--- PROVIDED DATA Enclosed Below ---

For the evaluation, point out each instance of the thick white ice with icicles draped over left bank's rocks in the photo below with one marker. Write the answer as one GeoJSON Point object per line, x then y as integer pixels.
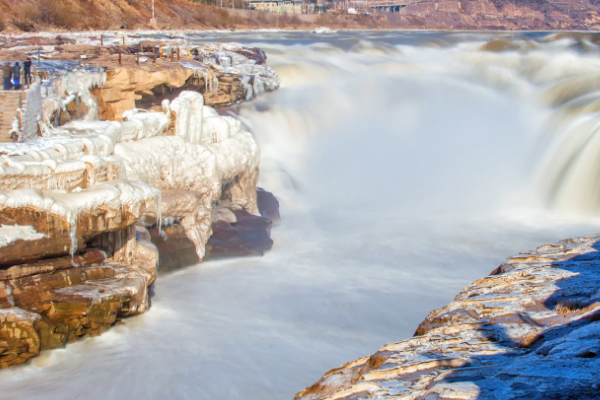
{"type": "Point", "coordinates": [111, 165]}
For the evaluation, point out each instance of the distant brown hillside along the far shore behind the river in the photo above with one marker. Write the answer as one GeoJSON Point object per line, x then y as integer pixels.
{"type": "Point", "coordinates": [36, 15]}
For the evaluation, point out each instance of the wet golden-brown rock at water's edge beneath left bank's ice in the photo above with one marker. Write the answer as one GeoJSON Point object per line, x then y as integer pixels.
{"type": "Point", "coordinates": [52, 302]}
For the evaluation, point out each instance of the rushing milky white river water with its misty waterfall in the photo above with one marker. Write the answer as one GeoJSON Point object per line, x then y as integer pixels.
{"type": "Point", "coordinates": [407, 165]}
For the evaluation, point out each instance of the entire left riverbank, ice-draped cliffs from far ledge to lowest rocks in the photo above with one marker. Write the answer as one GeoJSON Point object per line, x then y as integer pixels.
{"type": "Point", "coordinates": [101, 156]}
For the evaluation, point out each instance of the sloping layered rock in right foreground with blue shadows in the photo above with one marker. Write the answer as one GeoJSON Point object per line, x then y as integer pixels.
{"type": "Point", "coordinates": [529, 330]}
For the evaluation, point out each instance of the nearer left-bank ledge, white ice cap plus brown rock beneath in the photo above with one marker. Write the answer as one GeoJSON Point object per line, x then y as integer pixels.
{"type": "Point", "coordinates": [75, 252]}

--- End of Enclosed PROVIDED DATA ---

▸ **WHAT THE TASK REQUIRES**
Retype the whole listing, keeping every line identical and omitting all pictures.

▸ **YOUR SOLUTION**
For the evaluation, point out each instance of the thick white ice with icicles draped over left bank's rocks in the photo below with one marker. Write the answer as one GeoJSON Point object per line, x then y as integer pixels.
{"type": "Point", "coordinates": [111, 165]}
For the evaluation, point out each instance of the distant brown hillside along the far shore behind the river in the photo above with one marker. Write the answer as one GeoJSON Point object per line, x then y as integer pixels.
{"type": "Point", "coordinates": [36, 15]}
For the evaluation, point out each instance of the wet golden-brown rock at water's edge beneath left bank's ice in the photo above with one marker. Write the answer as one GeoJSON Point object per line, x then y as integer pixels.
{"type": "Point", "coordinates": [52, 302]}
For the evaluation, point out each instance of the rushing milky white river water with its misty waterfall in the photo above with one marker. Write the answer as one GeoJSON Point object per line, x then y as integer pixels.
{"type": "Point", "coordinates": [407, 165]}
For the evaluation, point out each instance of the entire left riverbank, ice-draped cliffs from far ledge to lowest rocks in the photo above with one marker. Write the answer as one GeoJSON Point object per line, x then y as integer pixels.
{"type": "Point", "coordinates": [101, 156]}
For the evaluation, point out each instance of the sloping layered rock in right foreground with blue shadows in the photo above with one marker. Write the answer as one GeoJSON Point object per line, x then y as integer pixels.
{"type": "Point", "coordinates": [529, 330]}
For the evaluation, point out each instance of the nearer left-bank ledge, white ice cap plus brown rock beneath in the photo above with one marker. Write the answer as one GeoJSON Point object per line, x then y as integer pixels.
{"type": "Point", "coordinates": [75, 252]}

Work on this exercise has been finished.